● **Input data**:
---+---

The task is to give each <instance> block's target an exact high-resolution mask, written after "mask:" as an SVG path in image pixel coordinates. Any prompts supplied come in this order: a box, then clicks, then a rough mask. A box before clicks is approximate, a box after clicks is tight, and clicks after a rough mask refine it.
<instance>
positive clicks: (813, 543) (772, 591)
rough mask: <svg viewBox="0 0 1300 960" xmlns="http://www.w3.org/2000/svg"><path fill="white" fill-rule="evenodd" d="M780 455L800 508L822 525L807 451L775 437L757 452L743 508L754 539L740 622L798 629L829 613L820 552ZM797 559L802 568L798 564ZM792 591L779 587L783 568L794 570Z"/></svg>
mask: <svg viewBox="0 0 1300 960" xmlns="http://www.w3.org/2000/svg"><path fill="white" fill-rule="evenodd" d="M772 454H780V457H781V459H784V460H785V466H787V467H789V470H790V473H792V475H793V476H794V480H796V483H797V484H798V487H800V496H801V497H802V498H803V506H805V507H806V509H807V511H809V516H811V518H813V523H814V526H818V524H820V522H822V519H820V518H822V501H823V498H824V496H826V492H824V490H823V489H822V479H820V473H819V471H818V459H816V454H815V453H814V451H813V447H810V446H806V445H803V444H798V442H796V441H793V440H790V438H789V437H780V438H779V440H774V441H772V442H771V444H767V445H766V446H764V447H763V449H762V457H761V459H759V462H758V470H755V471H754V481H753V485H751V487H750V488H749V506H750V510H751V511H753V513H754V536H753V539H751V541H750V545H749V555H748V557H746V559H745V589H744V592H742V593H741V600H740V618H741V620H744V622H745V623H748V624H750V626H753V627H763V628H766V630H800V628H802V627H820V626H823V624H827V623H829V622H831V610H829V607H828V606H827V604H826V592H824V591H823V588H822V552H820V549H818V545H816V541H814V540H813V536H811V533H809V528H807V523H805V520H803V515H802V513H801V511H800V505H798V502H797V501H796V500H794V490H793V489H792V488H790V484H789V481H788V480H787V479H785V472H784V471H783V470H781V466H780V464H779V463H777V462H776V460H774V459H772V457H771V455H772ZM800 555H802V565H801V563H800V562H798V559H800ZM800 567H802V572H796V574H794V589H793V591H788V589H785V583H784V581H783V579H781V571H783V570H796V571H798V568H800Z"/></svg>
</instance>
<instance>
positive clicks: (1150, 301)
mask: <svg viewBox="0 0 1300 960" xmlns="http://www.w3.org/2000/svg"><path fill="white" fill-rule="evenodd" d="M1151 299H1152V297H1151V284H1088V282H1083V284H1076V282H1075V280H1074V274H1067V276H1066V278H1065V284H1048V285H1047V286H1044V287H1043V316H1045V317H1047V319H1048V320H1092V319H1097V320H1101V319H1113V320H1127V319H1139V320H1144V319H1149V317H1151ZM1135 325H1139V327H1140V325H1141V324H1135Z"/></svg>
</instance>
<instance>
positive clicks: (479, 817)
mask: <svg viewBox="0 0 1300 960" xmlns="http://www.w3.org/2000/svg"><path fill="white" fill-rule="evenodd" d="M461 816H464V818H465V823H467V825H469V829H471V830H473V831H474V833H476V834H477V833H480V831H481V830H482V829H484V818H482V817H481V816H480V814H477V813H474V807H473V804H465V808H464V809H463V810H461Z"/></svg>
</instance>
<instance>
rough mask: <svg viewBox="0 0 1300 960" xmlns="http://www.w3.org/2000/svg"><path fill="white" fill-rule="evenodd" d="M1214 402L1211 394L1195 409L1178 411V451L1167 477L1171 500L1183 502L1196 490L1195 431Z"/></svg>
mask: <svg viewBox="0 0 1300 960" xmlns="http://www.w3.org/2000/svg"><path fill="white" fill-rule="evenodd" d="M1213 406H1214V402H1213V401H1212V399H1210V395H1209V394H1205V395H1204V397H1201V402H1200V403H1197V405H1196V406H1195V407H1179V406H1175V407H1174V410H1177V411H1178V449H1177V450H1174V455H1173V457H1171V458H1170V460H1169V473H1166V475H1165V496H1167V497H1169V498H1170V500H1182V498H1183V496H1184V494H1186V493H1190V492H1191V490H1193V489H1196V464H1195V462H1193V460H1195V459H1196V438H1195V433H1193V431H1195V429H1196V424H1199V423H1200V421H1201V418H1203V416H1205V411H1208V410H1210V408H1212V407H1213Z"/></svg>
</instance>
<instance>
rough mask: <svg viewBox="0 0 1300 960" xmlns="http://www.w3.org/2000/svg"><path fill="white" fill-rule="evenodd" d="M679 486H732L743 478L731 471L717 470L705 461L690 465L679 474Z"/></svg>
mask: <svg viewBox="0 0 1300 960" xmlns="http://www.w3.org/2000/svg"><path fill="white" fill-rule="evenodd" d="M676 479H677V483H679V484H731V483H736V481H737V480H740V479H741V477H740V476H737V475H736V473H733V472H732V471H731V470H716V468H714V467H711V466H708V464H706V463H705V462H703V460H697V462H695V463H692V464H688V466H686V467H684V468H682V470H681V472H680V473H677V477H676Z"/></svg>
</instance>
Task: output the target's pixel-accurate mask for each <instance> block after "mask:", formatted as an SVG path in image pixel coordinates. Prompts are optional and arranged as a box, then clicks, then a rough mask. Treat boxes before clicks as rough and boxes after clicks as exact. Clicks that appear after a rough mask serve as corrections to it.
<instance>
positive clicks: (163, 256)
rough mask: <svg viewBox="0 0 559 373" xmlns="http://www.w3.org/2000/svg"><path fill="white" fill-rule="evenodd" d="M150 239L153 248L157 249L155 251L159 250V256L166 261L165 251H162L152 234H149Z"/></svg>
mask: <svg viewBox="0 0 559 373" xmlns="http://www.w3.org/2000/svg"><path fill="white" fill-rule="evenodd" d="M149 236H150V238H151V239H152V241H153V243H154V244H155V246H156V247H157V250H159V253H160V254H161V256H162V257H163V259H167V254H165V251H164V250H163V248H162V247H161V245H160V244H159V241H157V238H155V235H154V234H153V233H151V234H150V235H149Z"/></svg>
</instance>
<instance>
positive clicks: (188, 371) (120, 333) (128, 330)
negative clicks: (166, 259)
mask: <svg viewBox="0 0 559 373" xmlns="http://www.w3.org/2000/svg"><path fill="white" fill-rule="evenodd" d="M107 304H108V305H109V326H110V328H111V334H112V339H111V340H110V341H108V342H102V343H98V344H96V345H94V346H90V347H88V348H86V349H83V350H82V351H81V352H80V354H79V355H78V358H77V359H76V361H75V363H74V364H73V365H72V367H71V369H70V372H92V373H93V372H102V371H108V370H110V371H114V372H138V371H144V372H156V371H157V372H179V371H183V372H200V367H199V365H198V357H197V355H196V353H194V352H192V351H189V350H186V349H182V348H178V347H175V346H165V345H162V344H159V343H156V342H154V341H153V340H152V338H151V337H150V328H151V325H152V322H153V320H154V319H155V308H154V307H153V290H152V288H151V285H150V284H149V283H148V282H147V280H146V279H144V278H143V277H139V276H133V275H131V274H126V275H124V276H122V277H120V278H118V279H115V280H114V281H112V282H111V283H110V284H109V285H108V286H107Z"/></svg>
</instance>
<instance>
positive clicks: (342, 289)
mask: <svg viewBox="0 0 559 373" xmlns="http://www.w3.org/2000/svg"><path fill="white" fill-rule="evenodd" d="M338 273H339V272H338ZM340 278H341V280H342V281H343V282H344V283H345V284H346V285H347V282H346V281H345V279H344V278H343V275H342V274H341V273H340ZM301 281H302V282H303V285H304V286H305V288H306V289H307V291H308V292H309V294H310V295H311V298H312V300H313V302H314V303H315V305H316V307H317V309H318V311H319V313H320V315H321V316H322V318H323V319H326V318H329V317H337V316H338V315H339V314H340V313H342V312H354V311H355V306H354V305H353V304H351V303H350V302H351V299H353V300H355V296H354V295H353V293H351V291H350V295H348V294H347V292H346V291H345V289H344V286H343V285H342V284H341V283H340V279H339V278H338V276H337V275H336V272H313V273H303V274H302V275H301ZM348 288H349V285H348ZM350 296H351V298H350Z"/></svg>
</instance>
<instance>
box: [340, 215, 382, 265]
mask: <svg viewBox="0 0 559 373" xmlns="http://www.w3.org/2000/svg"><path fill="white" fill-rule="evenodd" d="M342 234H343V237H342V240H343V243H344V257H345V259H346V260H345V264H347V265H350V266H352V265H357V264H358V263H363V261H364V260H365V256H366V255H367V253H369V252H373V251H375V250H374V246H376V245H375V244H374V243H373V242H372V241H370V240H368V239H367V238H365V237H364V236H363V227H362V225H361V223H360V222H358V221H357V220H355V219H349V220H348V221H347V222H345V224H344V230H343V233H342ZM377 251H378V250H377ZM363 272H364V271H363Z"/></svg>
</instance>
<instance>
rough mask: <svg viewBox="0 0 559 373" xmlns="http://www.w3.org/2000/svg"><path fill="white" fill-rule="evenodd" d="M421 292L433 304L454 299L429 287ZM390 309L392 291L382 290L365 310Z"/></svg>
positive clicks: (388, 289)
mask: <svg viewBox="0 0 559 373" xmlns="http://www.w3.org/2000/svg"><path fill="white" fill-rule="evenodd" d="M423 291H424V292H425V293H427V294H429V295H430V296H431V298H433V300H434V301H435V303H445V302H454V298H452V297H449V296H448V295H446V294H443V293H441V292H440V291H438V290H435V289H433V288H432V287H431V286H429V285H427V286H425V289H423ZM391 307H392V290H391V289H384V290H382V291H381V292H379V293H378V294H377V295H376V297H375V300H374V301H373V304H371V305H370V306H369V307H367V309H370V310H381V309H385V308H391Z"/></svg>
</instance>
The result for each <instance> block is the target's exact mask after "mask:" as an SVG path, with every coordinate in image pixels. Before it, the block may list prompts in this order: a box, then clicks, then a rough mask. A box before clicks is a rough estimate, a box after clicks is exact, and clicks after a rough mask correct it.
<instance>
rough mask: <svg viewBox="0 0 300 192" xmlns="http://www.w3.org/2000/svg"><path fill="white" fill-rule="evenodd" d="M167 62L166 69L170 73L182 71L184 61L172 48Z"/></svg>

---+---

● **What is needed**: Over the whole listing above, give the number of lines in which "coordinates" occurs, and no other words.

● **Task response**: 2